Given request: Edit the lines below by replacing each occurrence of "Outline every instance of" with "Trace every instance of". Leave everything else unchanged.

START Source records

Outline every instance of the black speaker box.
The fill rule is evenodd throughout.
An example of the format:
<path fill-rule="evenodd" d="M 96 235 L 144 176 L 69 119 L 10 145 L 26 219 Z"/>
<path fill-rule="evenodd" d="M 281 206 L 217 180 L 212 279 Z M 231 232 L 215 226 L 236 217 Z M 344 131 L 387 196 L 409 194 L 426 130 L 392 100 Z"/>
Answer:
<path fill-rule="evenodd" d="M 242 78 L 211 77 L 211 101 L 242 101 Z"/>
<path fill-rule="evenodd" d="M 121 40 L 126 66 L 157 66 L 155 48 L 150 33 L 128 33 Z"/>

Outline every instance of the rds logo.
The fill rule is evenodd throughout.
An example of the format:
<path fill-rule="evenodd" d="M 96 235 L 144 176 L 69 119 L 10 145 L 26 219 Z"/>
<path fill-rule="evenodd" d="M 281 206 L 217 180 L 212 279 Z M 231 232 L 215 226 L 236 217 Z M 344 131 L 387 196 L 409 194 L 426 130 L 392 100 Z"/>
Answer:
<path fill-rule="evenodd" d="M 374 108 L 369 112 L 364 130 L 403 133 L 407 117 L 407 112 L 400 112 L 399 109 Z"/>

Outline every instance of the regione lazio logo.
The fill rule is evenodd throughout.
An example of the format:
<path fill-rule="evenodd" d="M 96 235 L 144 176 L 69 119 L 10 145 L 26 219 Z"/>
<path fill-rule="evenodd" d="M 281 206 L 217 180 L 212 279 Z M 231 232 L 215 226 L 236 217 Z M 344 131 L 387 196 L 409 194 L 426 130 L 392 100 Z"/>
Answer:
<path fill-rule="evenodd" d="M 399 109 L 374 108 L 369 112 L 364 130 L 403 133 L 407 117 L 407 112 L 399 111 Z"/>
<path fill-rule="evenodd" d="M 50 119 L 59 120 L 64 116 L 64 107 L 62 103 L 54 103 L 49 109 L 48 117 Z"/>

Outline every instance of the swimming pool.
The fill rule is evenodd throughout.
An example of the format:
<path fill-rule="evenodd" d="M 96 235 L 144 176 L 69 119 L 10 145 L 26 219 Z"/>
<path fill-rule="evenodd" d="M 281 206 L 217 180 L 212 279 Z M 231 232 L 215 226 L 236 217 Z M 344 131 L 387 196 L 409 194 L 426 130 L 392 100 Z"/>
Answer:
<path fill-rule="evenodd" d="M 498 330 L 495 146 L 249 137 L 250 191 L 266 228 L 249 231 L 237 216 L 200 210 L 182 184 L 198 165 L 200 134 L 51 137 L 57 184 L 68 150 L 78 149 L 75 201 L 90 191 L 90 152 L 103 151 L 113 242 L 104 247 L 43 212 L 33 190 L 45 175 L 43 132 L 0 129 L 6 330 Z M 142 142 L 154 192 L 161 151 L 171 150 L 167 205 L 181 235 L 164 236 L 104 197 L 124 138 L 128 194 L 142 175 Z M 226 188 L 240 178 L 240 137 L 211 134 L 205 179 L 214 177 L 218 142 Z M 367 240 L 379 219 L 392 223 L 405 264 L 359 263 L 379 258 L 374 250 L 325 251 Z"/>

END Source records

Answer to the problem:
Trace every instance of the black speaker box.
The fill rule is evenodd throughout.
An example of the format:
<path fill-rule="evenodd" d="M 96 235 L 144 176 L 69 119 L 10 145 L 26 219 Z"/>
<path fill-rule="evenodd" d="M 281 206 L 217 180 L 212 279 Z M 231 232 L 215 226 L 236 217 Z M 344 131 L 387 196 L 409 194 L 426 130 L 392 100 Z"/>
Answer:
<path fill-rule="evenodd" d="M 242 78 L 211 77 L 211 101 L 242 101 Z"/>
<path fill-rule="evenodd" d="M 121 40 L 126 66 L 157 66 L 155 48 L 150 33 L 128 33 Z"/>

Trace every instance of the rds logo.
The fill rule is evenodd throughout.
An example of the format:
<path fill-rule="evenodd" d="M 96 235 L 144 176 L 69 119 L 10 145 L 26 219 Z"/>
<path fill-rule="evenodd" d="M 281 206 L 217 180 L 212 279 Z M 231 232 L 215 226 L 236 217 Z M 344 131 L 387 196 L 409 194 L 426 130 L 392 100 Z"/>
Answer:
<path fill-rule="evenodd" d="M 374 108 L 369 112 L 364 130 L 403 133 L 407 117 L 407 112 L 400 112 L 399 109 Z"/>

Trace every instance of the regione lazio logo.
The fill rule is evenodd throughout.
An example of the format:
<path fill-rule="evenodd" d="M 96 235 L 144 176 L 69 119 L 10 145 L 26 219 Z"/>
<path fill-rule="evenodd" d="M 281 206 L 217 180 L 212 279 Z M 231 232 L 215 226 L 236 217 Z M 344 131 L 387 196 L 409 194 L 426 130 L 392 100 Z"/>
Answer:
<path fill-rule="evenodd" d="M 399 109 L 374 108 L 369 112 L 364 130 L 403 133 L 407 117 L 407 112 L 399 111 Z"/>
<path fill-rule="evenodd" d="M 50 119 L 59 120 L 64 116 L 64 107 L 62 103 L 54 103 L 49 109 L 48 117 Z"/>

Trace every instance of the swimming pool.
The fill rule is evenodd throughout.
An example of the format:
<path fill-rule="evenodd" d="M 96 235 L 144 176 L 69 119 L 10 145 L 26 219 Z"/>
<path fill-rule="evenodd" d="M 281 206 L 217 180 L 212 279 Z M 231 232 L 215 226 L 236 217 Z M 344 131 L 387 196 L 409 194 L 426 130 L 392 100 Z"/>
Answer:
<path fill-rule="evenodd" d="M 498 330 L 495 146 L 249 137 L 250 191 L 266 228 L 249 231 L 237 216 L 200 210 L 182 184 L 198 165 L 200 134 L 51 137 L 57 184 L 68 150 L 78 149 L 75 201 L 90 191 L 90 152 L 103 151 L 113 242 L 104 247 L 43 212 L 33 190 L 45 175 L 43 132 L 0 129 L 6 330 Z M 142 142 L 154 192 L 161 151 L 171 150 L 167 205 L 181 235 L 164 236 L 104 197 L 124 138 L 128 194 L 142 175 Z M 226 188 L 240 178 L 240 137 L 211 134 L 205 179 L 214 177 L 218 142 Z M 367 240 L 379 219 L 392 223 L 405 264 L 359 263 L 379 258 L 374 250 L 325 251 Z"/>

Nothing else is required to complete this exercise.